[begin Data for the task]

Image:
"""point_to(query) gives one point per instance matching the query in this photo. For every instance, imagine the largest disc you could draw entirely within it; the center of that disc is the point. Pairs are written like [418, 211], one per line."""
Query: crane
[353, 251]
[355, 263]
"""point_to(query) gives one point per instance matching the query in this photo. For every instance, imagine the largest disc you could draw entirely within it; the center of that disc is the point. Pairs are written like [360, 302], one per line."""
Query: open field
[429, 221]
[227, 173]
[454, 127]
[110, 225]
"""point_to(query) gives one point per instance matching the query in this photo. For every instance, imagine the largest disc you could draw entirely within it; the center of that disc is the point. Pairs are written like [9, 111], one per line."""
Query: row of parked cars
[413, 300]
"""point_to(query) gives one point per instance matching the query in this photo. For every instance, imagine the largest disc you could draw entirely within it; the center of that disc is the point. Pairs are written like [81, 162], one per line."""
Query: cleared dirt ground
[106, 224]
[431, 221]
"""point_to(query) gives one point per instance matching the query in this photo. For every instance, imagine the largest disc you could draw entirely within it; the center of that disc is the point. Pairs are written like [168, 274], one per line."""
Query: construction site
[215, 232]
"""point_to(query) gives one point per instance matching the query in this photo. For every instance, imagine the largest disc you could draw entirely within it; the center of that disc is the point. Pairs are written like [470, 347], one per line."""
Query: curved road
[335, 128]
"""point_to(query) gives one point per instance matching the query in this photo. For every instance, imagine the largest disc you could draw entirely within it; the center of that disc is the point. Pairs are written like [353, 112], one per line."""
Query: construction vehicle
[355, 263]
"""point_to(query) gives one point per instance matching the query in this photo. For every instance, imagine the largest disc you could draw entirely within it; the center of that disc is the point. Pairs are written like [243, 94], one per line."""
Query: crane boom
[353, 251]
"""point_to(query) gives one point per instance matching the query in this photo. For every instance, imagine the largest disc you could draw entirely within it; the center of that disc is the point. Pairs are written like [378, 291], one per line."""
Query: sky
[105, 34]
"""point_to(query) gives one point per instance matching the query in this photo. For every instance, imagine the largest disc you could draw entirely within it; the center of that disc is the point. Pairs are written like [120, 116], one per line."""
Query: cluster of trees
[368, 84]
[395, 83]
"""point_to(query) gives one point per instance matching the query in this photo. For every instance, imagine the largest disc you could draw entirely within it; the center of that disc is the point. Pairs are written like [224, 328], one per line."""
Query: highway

[end Data for the task]

• [Problem to work on]: All of the data must be returned exactly.

• [Answer]:
Image:
"""point_to(query) gives one point per instance matching the query in this photo. For every instance, imagine the largest disc you could draw entirely within it; the center of that disc is the point. Pairs are written like [418, 211], one per line."""
Query: crane
[353, 251]
[355, 263]
"""point_to(query) gives one point per instance matching the query in this photo. For every instance, imagine the largest disc you could draw entirely within it; the center of that disc is the point. Pairs are written like [360, 302], one per line."""
Query: open field
[429, 221]
[227, 173]
[454, 127]
[110, 225]
"""point_to(query) gives one point per instance matching the query in this photo. For every instance, imagine the largest disc you could draw entirely within it; the center of that disc is the point. Pairs are written like [9, 111], one per line."""
Query: row of parked cars
[413, 300]
"""point_to(query) gives one point per instance matching the query in this photo. For every instance, imagine the largest disc you could draw entirely within it; the center of that disc is the point. Pairs are written like [81, 162], one per line."""
Query: cleared dirt ground
[106, 224]
[431, 221]
"""point_to(query) gives one point per instance matching the query in this photo. For every instance, imagine the largest disc you could draw entirely within it; the center of that disc is the point. Pairs are written like [168, 274], one per line."""
Query: construction site
[215, 232]
"""point_to(query) gives one point per instance matching the query in this photo. For every instance, imagine the largest disc you could draw entirely within it; the center of that disc is the point. Pairs are written like [470, 347], one per line."""
Query: curved road
[335, 128]
"""point_to(query) gives one point per instance matching the query in this photo. For every instance, imagine the largest disc you could draw entirely within it; the center of that disc is the point. Pairs are written like [353, 112], one per line."""
Query: construction vehicle
[355, 263]
"""point_to(query) gives one point per instance matching the query in this photo. For every instance, imagine the largest disc you could draw entirely within it; the center of that disc is the point. Pairs are written like [243, 94], one per line."""
Query: crane boom
[353, 251]
"""point_to(query) gives one point per instance matching the query in this photo. For every instance, imagine the largest disc you could draw entirely within it; the center of that disc is the point. Pairs are written like [378, 291], one per line."""
Query: sky
[105, 34]
"""point_to(query) gives one point per instance matching the query in this photo. For every instance, imagine the largest disc you could draw entirely within it; the center of that disc is the point. Pairs are written like [120, 116], one per line."""
Query: cluster of trees
[368, 84]
[395, 83]
"""point_to(query) gives one point per instance matching the query in this photo. For every instance, imagine the largest disc you could draw entirely within it; the center of that disc is the point. Pairs are written like [224, 328], one per line."""
Query: highway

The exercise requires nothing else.